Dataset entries
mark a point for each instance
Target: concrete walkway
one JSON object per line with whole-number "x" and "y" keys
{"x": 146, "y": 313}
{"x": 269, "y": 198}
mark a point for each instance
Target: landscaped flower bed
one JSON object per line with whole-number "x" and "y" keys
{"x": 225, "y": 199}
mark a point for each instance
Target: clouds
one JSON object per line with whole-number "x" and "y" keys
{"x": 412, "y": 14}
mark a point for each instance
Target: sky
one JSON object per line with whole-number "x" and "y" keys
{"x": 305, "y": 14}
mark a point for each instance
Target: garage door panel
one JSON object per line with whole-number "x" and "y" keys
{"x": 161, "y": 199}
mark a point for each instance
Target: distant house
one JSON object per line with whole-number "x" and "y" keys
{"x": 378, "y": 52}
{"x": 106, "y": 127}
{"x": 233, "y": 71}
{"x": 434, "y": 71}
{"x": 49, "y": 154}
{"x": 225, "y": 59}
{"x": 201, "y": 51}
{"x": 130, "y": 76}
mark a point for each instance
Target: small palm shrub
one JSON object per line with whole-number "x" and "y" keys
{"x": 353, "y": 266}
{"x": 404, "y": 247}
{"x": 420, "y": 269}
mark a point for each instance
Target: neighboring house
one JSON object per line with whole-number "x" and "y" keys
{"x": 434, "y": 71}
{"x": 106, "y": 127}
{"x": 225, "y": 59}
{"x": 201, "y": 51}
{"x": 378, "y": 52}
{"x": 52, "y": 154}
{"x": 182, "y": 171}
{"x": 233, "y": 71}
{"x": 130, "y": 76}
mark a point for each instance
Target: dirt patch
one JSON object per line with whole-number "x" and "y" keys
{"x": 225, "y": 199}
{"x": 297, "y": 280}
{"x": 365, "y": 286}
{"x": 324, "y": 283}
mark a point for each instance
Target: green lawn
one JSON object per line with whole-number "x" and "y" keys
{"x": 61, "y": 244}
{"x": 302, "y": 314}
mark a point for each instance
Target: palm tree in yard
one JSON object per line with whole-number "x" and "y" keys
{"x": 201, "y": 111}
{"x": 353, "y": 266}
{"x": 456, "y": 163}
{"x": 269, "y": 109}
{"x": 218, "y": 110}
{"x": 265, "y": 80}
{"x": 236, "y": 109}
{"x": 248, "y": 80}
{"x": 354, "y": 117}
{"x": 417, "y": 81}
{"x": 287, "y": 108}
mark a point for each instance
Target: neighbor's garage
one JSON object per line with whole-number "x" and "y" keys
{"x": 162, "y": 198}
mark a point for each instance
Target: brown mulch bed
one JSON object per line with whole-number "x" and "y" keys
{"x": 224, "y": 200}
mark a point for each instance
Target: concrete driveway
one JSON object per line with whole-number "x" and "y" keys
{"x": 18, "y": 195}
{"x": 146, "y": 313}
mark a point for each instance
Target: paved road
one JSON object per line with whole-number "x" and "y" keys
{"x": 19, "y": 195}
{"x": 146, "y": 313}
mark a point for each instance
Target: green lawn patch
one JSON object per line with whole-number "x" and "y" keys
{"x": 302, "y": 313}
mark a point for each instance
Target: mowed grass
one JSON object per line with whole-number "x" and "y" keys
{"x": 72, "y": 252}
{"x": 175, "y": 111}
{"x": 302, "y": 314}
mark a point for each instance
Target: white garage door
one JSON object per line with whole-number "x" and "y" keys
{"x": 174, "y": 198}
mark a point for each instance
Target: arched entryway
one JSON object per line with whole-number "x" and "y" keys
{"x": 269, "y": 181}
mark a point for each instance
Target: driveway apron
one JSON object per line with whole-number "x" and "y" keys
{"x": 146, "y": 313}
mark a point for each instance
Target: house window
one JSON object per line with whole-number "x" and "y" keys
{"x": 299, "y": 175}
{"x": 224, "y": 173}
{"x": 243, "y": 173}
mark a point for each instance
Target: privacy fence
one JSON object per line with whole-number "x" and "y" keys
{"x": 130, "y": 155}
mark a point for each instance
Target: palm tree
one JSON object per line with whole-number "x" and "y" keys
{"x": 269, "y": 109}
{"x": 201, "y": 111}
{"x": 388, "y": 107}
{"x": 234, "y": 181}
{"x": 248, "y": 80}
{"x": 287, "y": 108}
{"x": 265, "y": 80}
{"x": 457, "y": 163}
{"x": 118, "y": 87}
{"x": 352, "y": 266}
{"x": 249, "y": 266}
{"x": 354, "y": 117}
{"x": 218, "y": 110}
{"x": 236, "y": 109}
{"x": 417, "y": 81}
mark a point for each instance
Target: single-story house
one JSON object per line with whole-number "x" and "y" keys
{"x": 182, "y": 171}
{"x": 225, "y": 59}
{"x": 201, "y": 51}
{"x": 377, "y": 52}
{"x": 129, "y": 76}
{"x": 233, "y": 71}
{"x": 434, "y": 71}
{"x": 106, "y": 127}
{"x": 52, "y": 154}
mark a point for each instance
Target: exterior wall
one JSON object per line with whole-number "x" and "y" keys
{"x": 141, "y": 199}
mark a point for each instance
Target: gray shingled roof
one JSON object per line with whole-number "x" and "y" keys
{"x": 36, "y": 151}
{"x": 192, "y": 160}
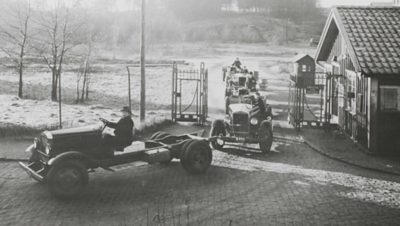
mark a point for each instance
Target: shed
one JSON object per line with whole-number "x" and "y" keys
{"x": 361, "y": 46}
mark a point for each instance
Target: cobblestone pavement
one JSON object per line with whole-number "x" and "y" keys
{"x": 292, "y": 185}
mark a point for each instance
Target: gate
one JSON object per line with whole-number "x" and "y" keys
{"x": 306, "y": 103}
{"x": 189, "y": 94}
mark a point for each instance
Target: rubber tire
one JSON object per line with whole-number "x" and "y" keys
{"x": 218, "y": 127}
{"x": 265, "y": 131}
{"x": 190, "y": 157}
{"x": 61, "y": 190}
{"x": 35, "y": 158}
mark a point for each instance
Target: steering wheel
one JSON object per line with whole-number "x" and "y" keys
{"x": 104, "y": 121}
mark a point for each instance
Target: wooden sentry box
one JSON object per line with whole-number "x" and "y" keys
{"x": 304, "y": 71}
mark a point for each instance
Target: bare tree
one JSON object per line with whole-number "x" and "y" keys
{"x": 92, "y": 35}
{"x": 16, "y": 34}
{"x": 59, "y": 30}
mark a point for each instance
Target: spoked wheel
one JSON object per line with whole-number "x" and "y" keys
{"x": 67, "y": 179}
{"x": 196, "y": 157}
{"x": 218, "y": 129}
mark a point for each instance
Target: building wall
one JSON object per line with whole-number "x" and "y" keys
{"x": 349, "y": 92}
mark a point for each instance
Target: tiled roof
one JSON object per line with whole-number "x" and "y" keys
{"x": 299, "y": 57}
{"x": 374, "y": 34}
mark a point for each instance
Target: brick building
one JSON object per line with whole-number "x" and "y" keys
{"x": 360, "y": 49}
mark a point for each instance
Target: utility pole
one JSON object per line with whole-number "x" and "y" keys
{"x": 59, "y": 99}
{"x": 143, "y": 64}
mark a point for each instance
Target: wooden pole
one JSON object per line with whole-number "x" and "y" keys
{"x": 59, "y": 99}
{"x": 129, "y": 88}
{"x": 142, "y": 64}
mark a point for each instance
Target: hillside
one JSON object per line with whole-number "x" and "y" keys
{"x": 252, "y": 28}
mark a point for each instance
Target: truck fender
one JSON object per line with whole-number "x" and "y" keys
{"x": 73, "y": 155}
{"x": 266, "y": 124}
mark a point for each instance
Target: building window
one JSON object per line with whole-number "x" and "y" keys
{"x": 350, "y": 92}
{"x": 390, "y": 98}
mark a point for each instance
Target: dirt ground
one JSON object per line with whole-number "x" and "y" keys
{"x": 109, "y": 83}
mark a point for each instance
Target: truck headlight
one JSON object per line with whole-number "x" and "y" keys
{"x": 30, "y": 148}
{"x": 35, "y": 143}
{"x": 47, "y": 149}
{"x": 253, "y": 121}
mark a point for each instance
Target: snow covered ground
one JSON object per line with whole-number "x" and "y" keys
{"x": 44, "y": 113}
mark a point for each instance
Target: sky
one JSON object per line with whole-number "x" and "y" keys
{"x": 330, "y": 3}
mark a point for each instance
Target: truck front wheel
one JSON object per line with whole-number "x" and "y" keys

# Exercise directions:
The required output is the exact run of lines from the beginning of the records to the line with "Target: small palm shrub", that line included.

# Result for this exercise:
mark a point for each instance
Target: concrete walkway
one JSON object per line with whole-number "x" and "y" keys
{"x": 146, "y": 313}
{"x": 269, "y": 198}
mark a point for each instance
Target: landscaped flower bed
one JSON object per line with whole-number "x" and "y" keys
{"x": 225, "y": 199}
mark a point for each instance
Target: clouds
one JSON object per line with whole-number "x" and "y" keys
{"x": 412, "y": 14}
mark a point for each instance
Target: sky
one JSON object per line with whole-number "x" and "y" keys
{"x": 305, "y": 14}
mark a point for each instance
Target: garage door panel
one JSON object per line with whole-number "x" and "y" keys
{"x": 161, "y": 199}
mark a point for each instance
Target: distant house
one JSON object per line with whole-number "x" and "y" keys
{"x": 378, "y": 52}
{"x": 106, "y": 127}
{"x": 233, "y": 71}
{"x": 434, "y": 71}
{"x": 49, "y": 154}
{"x": 225, "y": 59}
{"x": 201, "y": 51}
{"x": 130, "y": 76}
mark a point for each instance
Target: small palm shrub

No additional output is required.